CHI97LA168
CHI97LA168

On June 16, 1997, at 2005 eastern standard time, a Cessna 150G, N3787J, operated by the Franklin Flying Club, sustained substantial damage during takeoff from a bean field when it hit powerlines and impacted the ground. The certified flight instructor (CFI) received minor injuries and the student pilot received serious injuries. The 14 CFR Part 91 flight had departed the Franklin Flying Field, Franklin, Indiana, on a local instructional flight. Visual meteorological conditions prevailed and no flight plan was filed.

The student pilot reported that he had started flying in the summer of 1996 and had logged approximately 18 hours. He did not fly during the winter and had recently started taking flight instruction again. He had a total of 20 hours of flight time when the accident occurred.

The student pilot reported that he and the Certified Flight Instructor (CFI) had both preflighted the airplane. The instructional training flight consisted of touch and go's at Franklin Flying Field. They departed for the local training area where they practiced power on and power off stalls. After about eight stalls, the instructional portion of the flight was over.

The CFI reported they flew to the student's house. A bean field which the student owned was adjacent to the house. The CFI and student decided to land in the bean field. The landing at the bean field had not been briefed prior to the instructional flight.

The bean field measured approximately 2,200 feet in length. The field had recently been planted and the bean sprouts were about one to four inches in height. The soil was very hard and rough due to the harvested corn stalks that produced a stubble on the ground. At the departure end of the field (west), there was a small hill, and a line of trees that ran perpendicular to the direction of takeoff. A powerline approximately 35 feet in height ran perpendicular to the direction of takeoff approximately 1,000 feet west of the departure end of the field.

The student pilot reported that the CFI made the landing which was uneventful. After a 30 minute stopover, the pilots prepared to depart. The CFI checked the fuel while the student pilot did the preflight.

The student pilot reported that he back taxied the airplane to the extreme east end of the field for takeoff to the west. He reported that the carburetor heat was checked before the takeoff roll. He reported that his hands and feet were on the controls when he applied full power. The student pilot reported that during the takeoff roll the CFI said, "My aircraft." The student pilot said he brought his hands all the way back when the CFI took the controls. The student pilot reported the CFI rotated the airplane about 900 to 1000 feet down the field. He reported the airplane climbed to about 100 feet. The student pilot reported that he looked out the window on the right and waved to the children who were at the 3 o'clock position. He reported that he never heard the engine sputter and did not remember the loss of engine power.

• [EXERCISES TO COMPLETE]:
**a.** According to the Cessna accident report, about how tall was the powerline west of the bean field?
**b.** Pick up the Cessna accident report where it stops and keep writing it.
The data is drawn from a separate, unrelated source.

• [Segmentation mask data]:

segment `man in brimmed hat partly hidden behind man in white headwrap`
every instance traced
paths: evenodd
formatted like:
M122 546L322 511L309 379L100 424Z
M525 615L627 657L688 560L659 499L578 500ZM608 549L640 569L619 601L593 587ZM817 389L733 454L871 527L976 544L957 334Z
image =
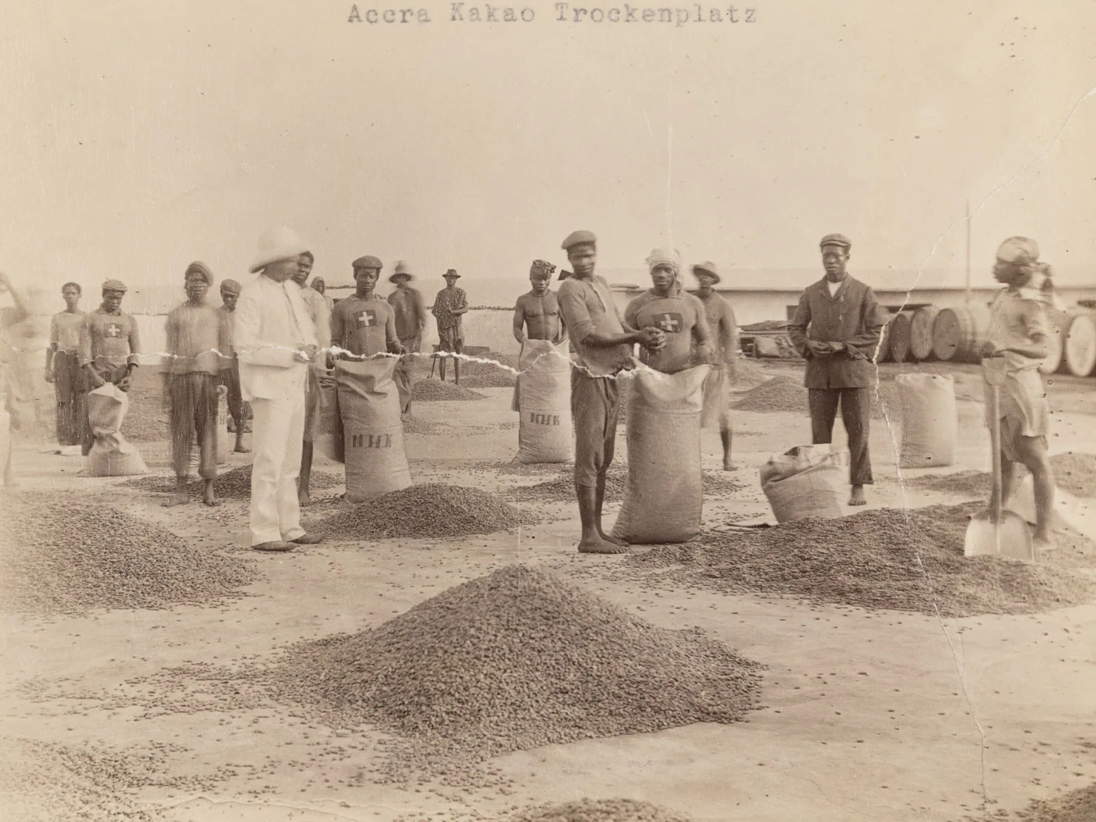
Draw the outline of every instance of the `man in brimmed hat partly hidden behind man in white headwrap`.
M716 264L697 263L693 266L693 276L699 284L693 294L704 304L712 341L713 367L704 384L704 421L706 424L711 421L718 423L719 438L723 444L723 470L733 471L734 465L731 463L733 432L727 391L734 380L734 364L739 351L738 323L734 321L731 304L716 294L715 285L720 279Z

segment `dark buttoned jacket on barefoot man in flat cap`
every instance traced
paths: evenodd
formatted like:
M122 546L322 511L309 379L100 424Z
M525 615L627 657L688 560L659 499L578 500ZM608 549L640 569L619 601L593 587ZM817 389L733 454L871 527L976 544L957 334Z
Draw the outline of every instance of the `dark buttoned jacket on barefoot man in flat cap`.
M807 286L799 298L796 316L788 324L788 335L807 361L808 388L869 388L871 357L879 345L879 334L887 322L887 309L872 290L858 279L845 277L831 297L823 277ZM843 342L845 351L815 357L807 340Z

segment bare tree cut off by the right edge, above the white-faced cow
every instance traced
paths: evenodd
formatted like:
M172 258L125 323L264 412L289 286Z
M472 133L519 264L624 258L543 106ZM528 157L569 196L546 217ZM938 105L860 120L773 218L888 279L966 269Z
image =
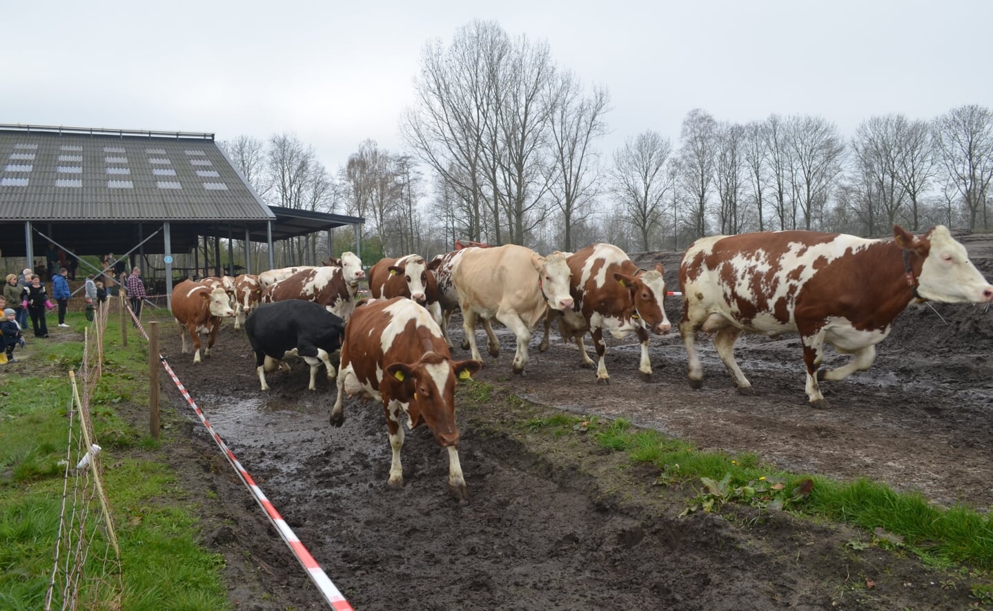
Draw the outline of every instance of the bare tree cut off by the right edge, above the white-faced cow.
M952 178L967 212L968 229L990 228L986 197L993 180L993 113L975 104L953 108L934 120L938 160Z

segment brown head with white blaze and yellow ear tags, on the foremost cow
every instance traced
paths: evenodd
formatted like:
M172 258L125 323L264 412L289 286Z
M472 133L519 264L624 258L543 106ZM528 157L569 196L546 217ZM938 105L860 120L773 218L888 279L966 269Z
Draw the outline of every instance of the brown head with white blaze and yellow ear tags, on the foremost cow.
M385 376L402 382L395 398L409 402L407 414L411 428L421 422L428 425L442 447L459 445L455 424L455 382L483 369L479 361L452 361L435 352L425 353L416 363L392 363Z

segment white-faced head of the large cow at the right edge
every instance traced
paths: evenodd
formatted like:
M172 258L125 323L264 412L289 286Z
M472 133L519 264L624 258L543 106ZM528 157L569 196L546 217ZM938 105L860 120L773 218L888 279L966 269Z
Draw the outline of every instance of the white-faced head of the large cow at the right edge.
M913 255L923 259L918 280L918 294L923 299L945 303L991 303L993 286L979 273L969 254L956 241L948 228L938 225L922 237L896 225L893 233L897 243L904 248L909 280L913 282L910 266Z

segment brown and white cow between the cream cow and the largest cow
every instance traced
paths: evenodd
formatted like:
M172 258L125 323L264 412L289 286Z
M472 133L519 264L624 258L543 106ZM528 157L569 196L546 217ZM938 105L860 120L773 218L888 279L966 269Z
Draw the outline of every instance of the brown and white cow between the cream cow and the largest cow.
M664 269L660 264L649 271L638 269L621 248L613 244L596 243L567 259L569 280L575 307L562 312L559 333L572 338L579 348L583 367L593 367L586 354L583 336L589 332L597 350L597 382L610 383L604 354L604 331L616 338L626 338L633 332L641 343L641 363L638 371L644 380L651 377L648 360L648 331L656 335L667 333L672 326L665 316Z

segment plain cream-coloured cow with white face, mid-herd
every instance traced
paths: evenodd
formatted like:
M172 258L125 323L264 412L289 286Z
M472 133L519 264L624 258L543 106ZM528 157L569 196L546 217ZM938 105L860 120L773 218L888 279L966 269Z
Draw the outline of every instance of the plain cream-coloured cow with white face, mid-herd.
M496 318L517 338L514 374L524 373L531 329L545 309L571 310L573 306L569 264L561 252L543 257L515 244L471 248L456 262L452 279L459 293L463 329L473 358L482 359L476 347L476 319ZM496 337L490 338L489 348L491 355L499 354Z

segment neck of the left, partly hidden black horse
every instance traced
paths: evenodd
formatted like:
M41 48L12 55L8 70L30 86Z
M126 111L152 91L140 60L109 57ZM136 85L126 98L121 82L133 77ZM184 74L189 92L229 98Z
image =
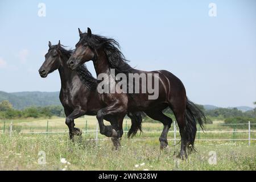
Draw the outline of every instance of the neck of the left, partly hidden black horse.
M75 71L68 68L68 59L61 57L61 64L59 67L61 88L68 88L68 84L72 83L74 77L77 76Z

• [ANSWERS FOR THE TASKS]:
**a.** Approximately 35 feet.

**b.**
The CFI reported that the airplane performed normally during the instructional portion of the flight with no sign of loss of engine power. He reported that he checked the condition of the bean field prior to departing by taxiing the length of the field. The CFI reported that the field was 1500+ feet in length and 100 feet wide, with a small hill (mound) at the end of the field.

He reported an engine and control check was performed prior to takeoff and everything was normal. He reported that the short field takeoff procedure was used during takeoff. He reported the student pilot pushed the throttle to full power and began the takeoff run. The CFI reported that the airplane was rotated at 60 mph and it lifted off at approximately 900 to 1,000 feet in the takeoff roll. The CFI reported that shortly after the initial climb was established he felt a major power loss and a major decrease in the climb performance. He yelled something at the student pilot, but cannot remember what he yelled. The CFI reported that he pitched the airplane down, and then he saw the wires of the powerline. That was the last thing the CFI could remember.

In statements made to the Indiana State Police, the student pilot indicated that the CFI was flying the airplane during the takeoff and that he was not on the controls during takeoff. The student pilot reported that at 100 to 130 feet above ground level the aircraft banked to the left. The student pilot reported that the CFI said, "Hold on." The student pilot reported the engine was running fine and he did not hear it stop. He did not hear the stall warning horn, and he reported that he believed the prop was running all the time.

A witness to the accident reported that he had seen the airplane begin its takeoff roll from the extreme east end of the field. He reported the takeoff roll was normal but did not see the liftoff due to a barn that blocked his view. He observed the airplane west of a garage and gaining altitude. He then observed the airplane go into a nose up attitude. He reported the airplane banked left and went down striking the ground, left wing first. He reported the engine was running continuously and appeared to be normal. The airplane caught fire quickly after the impact.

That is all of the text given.